-------- Rows --------

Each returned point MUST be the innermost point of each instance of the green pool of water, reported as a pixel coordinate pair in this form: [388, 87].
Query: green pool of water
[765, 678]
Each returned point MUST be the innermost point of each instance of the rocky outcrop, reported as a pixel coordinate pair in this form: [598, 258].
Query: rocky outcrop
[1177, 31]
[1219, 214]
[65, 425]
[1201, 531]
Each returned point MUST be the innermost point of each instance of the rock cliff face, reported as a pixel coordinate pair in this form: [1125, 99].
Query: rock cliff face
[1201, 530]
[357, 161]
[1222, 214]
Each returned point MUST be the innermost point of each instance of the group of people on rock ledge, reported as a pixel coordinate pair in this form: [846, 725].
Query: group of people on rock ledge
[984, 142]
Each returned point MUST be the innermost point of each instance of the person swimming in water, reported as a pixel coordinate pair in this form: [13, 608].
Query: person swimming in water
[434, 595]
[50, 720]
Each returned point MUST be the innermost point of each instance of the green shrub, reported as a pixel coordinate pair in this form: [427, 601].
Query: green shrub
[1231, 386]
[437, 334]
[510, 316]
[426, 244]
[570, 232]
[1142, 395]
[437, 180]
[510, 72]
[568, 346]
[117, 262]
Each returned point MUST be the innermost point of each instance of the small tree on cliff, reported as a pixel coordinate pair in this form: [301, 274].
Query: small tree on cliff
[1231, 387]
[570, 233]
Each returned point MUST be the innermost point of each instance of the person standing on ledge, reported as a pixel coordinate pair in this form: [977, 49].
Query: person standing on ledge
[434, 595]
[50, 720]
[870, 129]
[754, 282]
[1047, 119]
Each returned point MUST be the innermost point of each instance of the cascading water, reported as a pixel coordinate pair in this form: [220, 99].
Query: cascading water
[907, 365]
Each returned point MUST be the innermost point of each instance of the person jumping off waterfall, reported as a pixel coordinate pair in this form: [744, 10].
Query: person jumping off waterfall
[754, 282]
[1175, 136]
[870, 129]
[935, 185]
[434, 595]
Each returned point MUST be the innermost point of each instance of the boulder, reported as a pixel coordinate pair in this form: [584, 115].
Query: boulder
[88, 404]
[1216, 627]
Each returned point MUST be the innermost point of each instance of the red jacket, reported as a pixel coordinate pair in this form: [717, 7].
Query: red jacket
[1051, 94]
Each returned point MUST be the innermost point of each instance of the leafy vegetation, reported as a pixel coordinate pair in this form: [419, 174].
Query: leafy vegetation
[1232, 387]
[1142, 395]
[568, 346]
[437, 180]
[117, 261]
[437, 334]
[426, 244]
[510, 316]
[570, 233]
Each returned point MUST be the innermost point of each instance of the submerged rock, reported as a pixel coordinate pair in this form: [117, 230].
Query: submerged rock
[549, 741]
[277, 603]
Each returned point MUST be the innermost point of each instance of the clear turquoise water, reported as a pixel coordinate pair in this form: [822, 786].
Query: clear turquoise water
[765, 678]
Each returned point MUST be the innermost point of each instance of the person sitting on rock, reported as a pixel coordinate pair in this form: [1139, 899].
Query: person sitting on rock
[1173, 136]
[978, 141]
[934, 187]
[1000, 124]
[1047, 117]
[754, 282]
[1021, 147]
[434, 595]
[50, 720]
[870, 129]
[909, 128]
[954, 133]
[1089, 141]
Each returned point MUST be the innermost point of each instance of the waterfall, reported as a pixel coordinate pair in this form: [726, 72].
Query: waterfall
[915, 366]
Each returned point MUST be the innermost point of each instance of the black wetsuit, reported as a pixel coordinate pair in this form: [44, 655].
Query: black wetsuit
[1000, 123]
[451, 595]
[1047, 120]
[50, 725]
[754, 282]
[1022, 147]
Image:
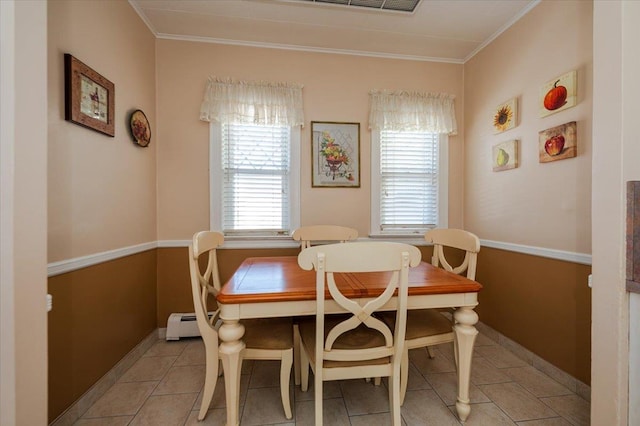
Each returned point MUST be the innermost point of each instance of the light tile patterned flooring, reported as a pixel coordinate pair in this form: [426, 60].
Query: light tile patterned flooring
[164, 388]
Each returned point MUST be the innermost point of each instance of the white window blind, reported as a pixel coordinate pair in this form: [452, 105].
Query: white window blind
[409, 173]
[256, 193]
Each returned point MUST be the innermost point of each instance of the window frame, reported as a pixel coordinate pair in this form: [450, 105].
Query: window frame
[216, 180]
[443, 189]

--------

▶ [Work instructions] Print every record above exactly as written, leaving out the pictures.

▶ [Exercise solution]
Each returned point MUST be the innermost point of each instance of the green pool of water, reported as a pixel coordinate pair in this form: [388, 87].
Query: green pool of water
[765, 678]
Each returned point MUST be the innermost point of each instance of the rocky outcrop, reported as a pixel coordinate pair in this form: [598, 258].
Query: rocky outcrop
[1177, 31]
[1219, 214]
[65, 425]
[1201, 531]
Each returned point MUST be the innermost point of each instance of the rock cliff face, reported as a pixel coordinate pair in this form: [1125, 99].
Query: rock cliff face
[1201, 530]
[357, 161]
[1222, 214]
Each returned point MUST be the innermost point of each instance of the group of people on rock ledge, reported as a pixel coordinate pair in this form: [846, 725].
Query: group of people on rock ledge
[984, 142]
Each returned point MUST be the innermost point of each instance of the person swimming in water, reported as a pixel coordinate pair in this form: [13, 608].
Query: person swimming in water
[434, 595]
[50, 720]
Each returned point MUST be the innermost point of each instance of the green shrub, reported as a pixel coordinate pair in this form: [427, 601].
Query: green shrub
[1231, 386]
[437, 334]
[510, 316]
[426, 244]
[570, 232]
[1142, 395]
[437, 180]
[510, 72]
[568, 346]
[117, 262]
Each returned point MUST be the innermost point of each instance of the small tree on cliff, reported as a pixel coordinate pair in this form: [301, 274].
Query: small tree on cliff
[1231, 387]
[570, 233]
Each returned point MUST be the innermost point of each instance of the person standing on ledge, reported as a pixel coordinate pair in this form: [977, 49].
Query: person standing on ledge
[434, 595]
[50, 720]
[870, 129]
[754, 282]
[1047, 119]
Each returned point MUST be the innermost point of each instance of the cascading water, reported as a pixel coordinate pair in this form: [220, 99].
Query: cascading water
[907, 365]
Each returned point MUST be the innermost point of each instance of the person jumping off waterfall, reported as a pixel coordinate pair in this form: [744, 10].
Query: person jumping off waterfall
[754, 282]
[1175, 136]
[870, 129]
[935, 185]
[434, 595]
Each returned point MUST be the innermost point of each instance of the boulder, reported as a pixel coordinate pair in this form: [584, 115].
Query: boulder
[88, 404]
[1216, 627]
Each returned point MUST be the innermost point of each instance of the red jacket, reported as a pixel coordinate pair in this form: [717, 7].
Query: red jacket
[1051, 94]
Each returned point MUST be the innermost point of each instance of the leafy vegetation, reported as a pixel coordinate pair in this form: [419, 174].
Query: leafy vegetation
[1232, 387]
[1142, 395]
[568, 346]
[437, 180]
[117, 261]
[437, 334]
[426, 244]
[510, 316]
[570, 233]
Each returned point MUST be the innermost point of each instance of the submerged rock, reported as a pixel coordinate pair in this form: [117, 230].
Query: submerged rock
[549, 741]
[277, 603]
Each returned point MUST be the innermost point of each instance of the clear turquoise water, reported as a pixel coordinate pair in this form: [822, 786].
Query: clear turquoise water
[765, 678]
Each returned point MUST be the innermost point of each instance of the person sitting on rock, reported as a pixel coordinate pair in this form: [1139, 899].
Query: person sitting on rock
[1173, 136]
[978, 141]
[934, 187]
[1000, 124]
[1047, 117]
[754, 282]
[1021, 147]
[434, 595]
[50, 720]
[870, 129]
[909, 128]
[954, 133]
[1089, 141]
Each returned point MUST be the innermost point of each instance of the waterfall, reported as a pixel coordinate pair in this form: [726, 72].
Query: waterfall
[915, 366]
Each returned point MUST be the innermost point of each instance of the black wetsuit, reported as a pixel coordinate pair in this form: [44, 655].
Query: black wetsuit
[1000, 123]
[451, 595]
[1047, 120]
[50, 725]
[754, 282]
[1022, 147]
Image:
Each returned point MUST be the innermost point of each instance of the light tile patterned flooring, reported as a pixel coordinate pair in this form: [426, 60].
Query: light tile patterned flooring
[164, 388]
Each returned point MUST be the innermost point of each instance of the white window blind, reported as a pixel coordinate pair in this form: [452, 105].
Query: white window blind
[409, 173]
[256, 193]
Each returned point MUST be the innermost point of each instance of the window frame, reported as a pixel coordinate pair in this form: [450, 105].
Query: window frame
[216, 180]
[443, 189]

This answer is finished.